Document source:
_ _ _ _ _
Peut il exister aujourd'hui une architecture africaine, des architectures africaines ? Quand on regarde la ville de Djenné, les maisons des jeunes Bozo, les villages Dogon, les grandes paillottes Senoufo, les maisons-villages Lobi, les tatas Somba, les palais des rois d'Abomey ou de Porto Novo, les maisons à impluvium de Casamance, pour ne citer que l'architecture la plus spectaculairement 'africaine', et sans parler de toutes les formes particulières des tentes Tamachek, des abris Sonray, des villages ruraux de l'Afrique entière aux ordonnancements qui ont tous leurs qualités propres : des architectures fortes existent en Afrique. Je m'aperçois très vite qu'il n'y a plus que moi qui parle. Non pas que le sujet n'intéresse pas mais l'inventaire fatigue. Comme si l'accumulation des exemples-cartes-postales suffisait !  L'architecture coloniale néo-soudanaise s'inspirait bien des architecture régionales, mais transformait ce qui aurait pu être archétype en style décoratif, car l’usage n'était pas syncrétique, lui. La complexité et l'importance de la cour, des cours, aux dessins liés à la culture de chaque ethnie ou civilisation, n'avait pas à être présente. Sommes-nous aujourd'hui dans un autre schéma ? Il semble que non, à part quelques réalisations éparses presque toujours l'œuvre d'architectes européens – impossibles syncrétisme déguisés de discours culturels ou technologiques –. Nous restons dans l'ordre d’une forme séduisante et souvent talentueuse mais au sens monovalent. La fascination ne peut jouer que comme une extériorité : on ne peut être fasciné par soi-même. L'architecture internationale se veut être un modèle théorique, rationnel et universel. Appartenir à la culture mondiale, c'est croire à la voiture qui rapproche et éloigne la famille, à l'avion qui relie le ciel et la terre, au Coca Cola soif d'aujourd'hui, au béton qui fait monter haut et longtemps, à la tôle ondulée éternelle et imperméable, à la bassine plastique légère et colorée, au magnétophone puissant et musical, à la radio unificatrice qui vous parle à l'oreille. Et de continuer à en rire.
_ _ _ _ _
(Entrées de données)
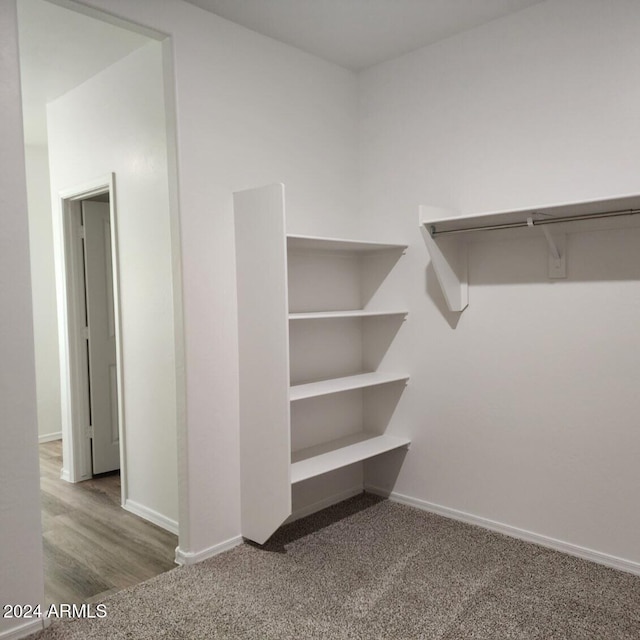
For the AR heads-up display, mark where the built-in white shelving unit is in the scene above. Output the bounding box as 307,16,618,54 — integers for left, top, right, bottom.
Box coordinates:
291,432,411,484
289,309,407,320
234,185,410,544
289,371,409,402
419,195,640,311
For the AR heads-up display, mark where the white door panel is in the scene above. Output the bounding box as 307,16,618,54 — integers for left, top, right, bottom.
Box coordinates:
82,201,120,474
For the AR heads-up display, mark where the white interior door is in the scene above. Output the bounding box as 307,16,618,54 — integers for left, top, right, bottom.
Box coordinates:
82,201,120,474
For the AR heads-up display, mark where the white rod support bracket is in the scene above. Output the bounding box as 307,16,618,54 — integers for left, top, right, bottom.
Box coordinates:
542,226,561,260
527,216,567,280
_ _ _ _ _
Prolongez, s'il vous plaît, le texte sur l'architecture africaine à partir de sa dernière phrase.

Si les archétypes de Djenné ou des maisons Bozo ne fonctionnent plus en géniteurs d'architecture moderne identifiée, n'ayant plus de sens aujourd’hui, demain ...?

Je me tais, ne sachant plus comment exprimer par les mots la réalité d’une architecture aux formes délibérées qui fait partie intégrante de la Connaissance, qui n'est pas là pour être climatiquement intelligente, ou technologiquement adaptée, mais pour dire son nom ; à sa famille, à ses dieux et aux autres. Le delta central du Niger. Près de Mopti, les villages, Peulh, Bambara, Dogon ont chacun leur architecture qui se lit : un grand livre partagé par la parole des 'traditionalistes', le chant des griots, la danse de chacun, son rôle, sa place, son âge.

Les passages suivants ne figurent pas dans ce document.